## EXERCISE BRIEF:
If a record holds a picture, leave the picture out and restate everything else word for word.

## DATA SHOWN:
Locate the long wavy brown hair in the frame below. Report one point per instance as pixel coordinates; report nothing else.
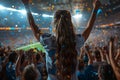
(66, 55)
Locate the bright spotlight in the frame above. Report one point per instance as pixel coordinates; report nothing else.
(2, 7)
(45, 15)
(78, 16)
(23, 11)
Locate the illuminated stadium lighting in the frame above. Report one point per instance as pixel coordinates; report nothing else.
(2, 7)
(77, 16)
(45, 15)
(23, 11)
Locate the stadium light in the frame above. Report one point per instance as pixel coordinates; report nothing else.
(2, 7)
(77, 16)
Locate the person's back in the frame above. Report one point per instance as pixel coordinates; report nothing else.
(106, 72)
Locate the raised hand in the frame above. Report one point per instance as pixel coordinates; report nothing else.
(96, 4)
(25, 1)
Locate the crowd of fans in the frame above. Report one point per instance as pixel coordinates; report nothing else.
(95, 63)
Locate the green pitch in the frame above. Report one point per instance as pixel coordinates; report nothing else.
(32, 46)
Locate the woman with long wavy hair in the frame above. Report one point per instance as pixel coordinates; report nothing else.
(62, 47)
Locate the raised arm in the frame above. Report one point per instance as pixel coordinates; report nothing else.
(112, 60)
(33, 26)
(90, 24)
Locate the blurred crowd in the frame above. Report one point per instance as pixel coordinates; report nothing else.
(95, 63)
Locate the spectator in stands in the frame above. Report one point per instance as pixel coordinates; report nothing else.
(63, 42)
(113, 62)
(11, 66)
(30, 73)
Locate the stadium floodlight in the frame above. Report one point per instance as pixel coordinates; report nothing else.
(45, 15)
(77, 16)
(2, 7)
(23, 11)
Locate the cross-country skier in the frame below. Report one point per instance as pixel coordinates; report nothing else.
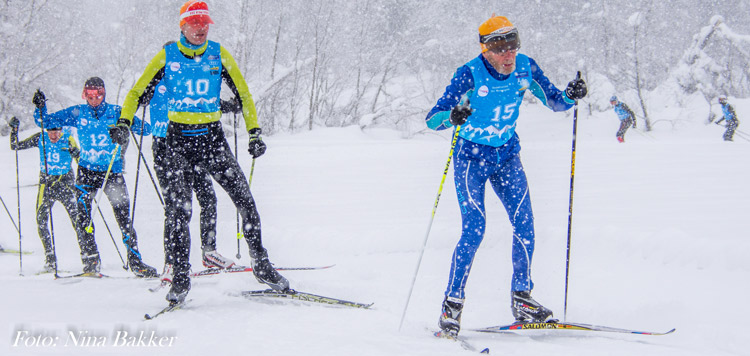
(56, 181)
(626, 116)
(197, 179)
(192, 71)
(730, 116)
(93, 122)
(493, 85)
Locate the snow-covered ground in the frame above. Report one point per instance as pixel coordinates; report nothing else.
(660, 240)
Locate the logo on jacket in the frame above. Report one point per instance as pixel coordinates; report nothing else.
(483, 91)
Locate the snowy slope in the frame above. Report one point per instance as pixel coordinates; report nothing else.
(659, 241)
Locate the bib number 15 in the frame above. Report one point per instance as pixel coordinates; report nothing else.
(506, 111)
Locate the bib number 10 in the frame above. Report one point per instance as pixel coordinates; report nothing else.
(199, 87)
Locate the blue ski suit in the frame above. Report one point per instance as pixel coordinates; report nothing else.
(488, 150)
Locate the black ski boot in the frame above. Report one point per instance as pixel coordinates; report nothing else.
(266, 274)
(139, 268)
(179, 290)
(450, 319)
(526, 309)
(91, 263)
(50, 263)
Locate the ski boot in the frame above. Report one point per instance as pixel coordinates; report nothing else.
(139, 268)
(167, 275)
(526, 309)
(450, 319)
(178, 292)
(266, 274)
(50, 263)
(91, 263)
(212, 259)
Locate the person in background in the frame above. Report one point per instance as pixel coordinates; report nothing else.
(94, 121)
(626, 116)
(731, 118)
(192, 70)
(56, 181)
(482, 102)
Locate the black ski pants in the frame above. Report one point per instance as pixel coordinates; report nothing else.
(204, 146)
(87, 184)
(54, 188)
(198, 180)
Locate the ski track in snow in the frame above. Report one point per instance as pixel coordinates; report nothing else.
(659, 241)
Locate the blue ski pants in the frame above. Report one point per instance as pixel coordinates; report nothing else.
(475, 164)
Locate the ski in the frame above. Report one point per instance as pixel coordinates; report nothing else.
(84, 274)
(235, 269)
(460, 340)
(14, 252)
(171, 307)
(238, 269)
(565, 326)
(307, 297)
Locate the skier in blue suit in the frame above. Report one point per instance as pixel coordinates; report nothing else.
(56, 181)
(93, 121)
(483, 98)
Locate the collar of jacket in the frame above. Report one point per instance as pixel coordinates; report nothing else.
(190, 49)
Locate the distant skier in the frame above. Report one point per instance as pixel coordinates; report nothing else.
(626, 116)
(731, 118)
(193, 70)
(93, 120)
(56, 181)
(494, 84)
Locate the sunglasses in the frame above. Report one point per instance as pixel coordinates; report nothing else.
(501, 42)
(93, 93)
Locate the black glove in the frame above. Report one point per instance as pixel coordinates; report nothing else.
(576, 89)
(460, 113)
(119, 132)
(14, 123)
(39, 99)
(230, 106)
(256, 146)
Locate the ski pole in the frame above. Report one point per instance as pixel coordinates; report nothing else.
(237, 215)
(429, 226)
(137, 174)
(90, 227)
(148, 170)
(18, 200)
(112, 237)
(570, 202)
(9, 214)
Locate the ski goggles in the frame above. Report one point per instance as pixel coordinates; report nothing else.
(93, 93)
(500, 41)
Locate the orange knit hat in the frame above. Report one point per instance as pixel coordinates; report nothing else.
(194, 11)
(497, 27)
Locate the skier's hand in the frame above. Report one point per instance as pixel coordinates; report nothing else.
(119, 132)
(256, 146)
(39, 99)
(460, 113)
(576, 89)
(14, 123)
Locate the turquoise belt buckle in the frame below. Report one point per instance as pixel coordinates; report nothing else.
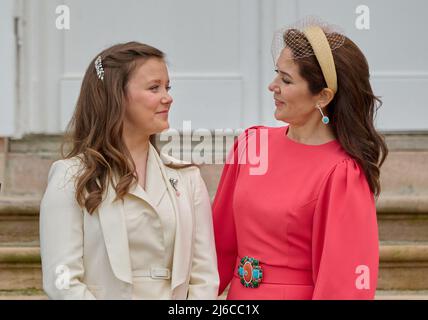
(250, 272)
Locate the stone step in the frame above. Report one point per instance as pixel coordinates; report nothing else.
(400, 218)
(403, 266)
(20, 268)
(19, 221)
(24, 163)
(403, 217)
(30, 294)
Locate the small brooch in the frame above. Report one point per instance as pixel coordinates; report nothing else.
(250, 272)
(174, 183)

## ANSWER TO THE PROBLEM:
Locate the long wavy brown hair in the frame below. Report one point per instance as pixel coordinates; report nothing else.
(66, 55)
Locate the bright spotlight in the frame above. Report one point per instance as pixel coordinates; report nothing else.
(2, 7)
(45, 15)
(78, 16)
(23, 11)
Locate the illuminated stadium lighting in the frame above. Report one point per instance as pixel coordinates; report nothing else.
(2, 7)
(77, 16)
(45, 15)
(23, 11)
Locate the stadium light in the frame above. Report one point per instance as pixel coordinates; report nothing else.
(2, 7)
(77, 16)
Locate the person's back in the frame above. Report one point per instance as pixel coordinates; report nothing else.
(106, 72)
Locate the raised hand in the frame above. Report one point per instance as pixel coordinates; report nothing else.
(96, 4)
(25, 1)
Locate the crowd of fans in the frame above. Report one point per instance as pixel coordinates; report nothing else.
(95, 63)
Locate the green pitch in the frame above. Report one point per instance as pixel coordinates; report nothing else.
(32, 46)
Locate the woman with long wavy hair in the frame above. Report one point per instance as pixel coordinates; report nothing else.
(62, 47)
Locate the raised arm in the frame above. Report one point per instance as pixel coordinates; report nothing else.
(112, 60)
(33, 26)
(90, 24)
Locate the blurred crowd in the frame above. Report one point per instance as pixel coordinates; report nothing else.
(95, 63)
Locate the spectator in stands in the frame above. Report one point per instance as pixel coordinates; report nothing else.
(63, 42)
(113, 62)
(11, 66)
(30, 73)
Locate the stadium floodlight in the frame above. Report one point per instance as pixel coordinates; report nothing else.
(45, 15)
(77, 16)
(2, 7)
(23, 11)
Locate the cross-country skier in the frame below. Report one point per instance as pixel coordinates; report nothing else.
(56, 181)
(626, 116)
(197, 179)
(192, 71)
(730, 116)
(93, 122)
(493, 85)
Locate the snow-covered ground in the frame above. Report one point per instance as pixel coordinates; report nothing else.
(660, 240)
Locate the logo on jacket in the frame above. Report one point per instance as pixel coordinates; report nothing else.
(483, 91)
Locate the snowy slope in the frame above. Report one point per instance as pixel coordinates; report nothing else.
(659, 241)
Locate the bib number 15 in the frame above. Report one point per instance as pixel coordinates; report nothing else.
(506, 111)
Locate the bib number 10 in the frame above. Report one point per instance as pixel coordinates; report nothing else.
(199, 87)
Locate the blue ski suit in the frame above. Report one point per instance as pixel coordinates; report nothing else.
(488, 150)
Locate the black ski boot in the frame above. Report one point per instance as pixel coordinates; report nothing else.
(266, 274)
(139, 268)
(179, 290)
(450, 319)
(526, 309)
(91, 263)
(50, 263)
Locate the ski boot in the frame above. Report one point per instance as pixel coordinates; report nothing else.
(139, 268)
(167, 275)
(526, 309)
(450, 319)
(178, 292)
(266, 274)
(50, 263)
(91, 263)
(212, 259)
Locate the person in background in the frame above. Report one point per instance as pixel coordinates; report nothing else.
(94, 121)
(626, 116)
(731, 118)
(192, 70)
(56, 181)
(482, 102)
Locate the black ski pants in the frame above. Report one point per instance as pixel coordinates; report nothing else.
(204, 146)
(87, 184)
(54, 188)
(198, 180)
Locate the ski track in snow in the frame above. Report one point per instance as pixel coordinates; report nothing else.
(659, 241)
Locate the blue ski pants in the frame above. Report one point per instance as pixel coordinates; report nothing else.
(475, 164)
Locate the ski in the frame above. Report one point per instance as pixel coordinates; report nothing else.
(84, 274)
(235, 269)
(460, 340)
(14, 252)
(171, 307)
(238, 269)
(565, 326)
(307, 297)
Locate the skier in blue suit in the frame above. Report one point per instance as pixel coordinates; report nothing else.
(56, 181)
(93, 121)
(483, 98)
Locate the collar of jacket in the frame above. Report one point per instance as pixel coordinates; report nothing else.
(190, 49)
Locate the distant skier in the frame above. Report one point per instance as pixel coordinates; report nothing else.
(626, 116)
(731, 118)
(193, 70)
(93, 120)
(56, 181)
(494, 84)
Locate the sunglasses in the frame above. Report one point per instance as pixel coordinates; report nothing else.
(501, 42)
(93, 93)
Locate the black glove in the frame above. Report one point per instance as pixel coordinates; report nothing else.
(576, 89)
(460, 113)
(119, 132)
(14, 123)
(39, 99)
(230, 106)
(256, 146)
Locate the ski pole in the frame above. Report one point per instance as pixel coordinates; report nothing else.
(237, 215)
(429, 226)
(137, 174)
(90, 227)
(148, 170)
(18, 200)
(112, 237)
(570, 202)
(9, 214)
Locate the ski goggles in the frame above. Report one point per instance as pixel coordinates; report nothing else.
(93, 93)
(500, 41)
Locate the orange knit hat in the frame above. Report one point per instance as pixel coordinates; report nothing else.
(194, 11)
(497, 27)
Locate the skier's hand in the frame above. Report one point per instance as pixel coordinates; report nothing else.
(119, 132)
(256, 146)
(39, 99)
(460, 113)
(576, 89)
(14, 123)
Locate the turquoise belt buckle in the frame below. Report one point per instance as pixel coordinates; report nothing else.
(250, 272)
Locate the stone step in the frame above. Report one point per instance as pixel coordinates; report nothing else.
(400, 218)
(403, 266)
(20, 268)
(19, 221)
(24, 163)
(403, 217)
(30, 294)
Locate the small brooch in the frame above. Report one point per instance as pixel coordinates; report nothing else.
(250, 272)
(174, 183)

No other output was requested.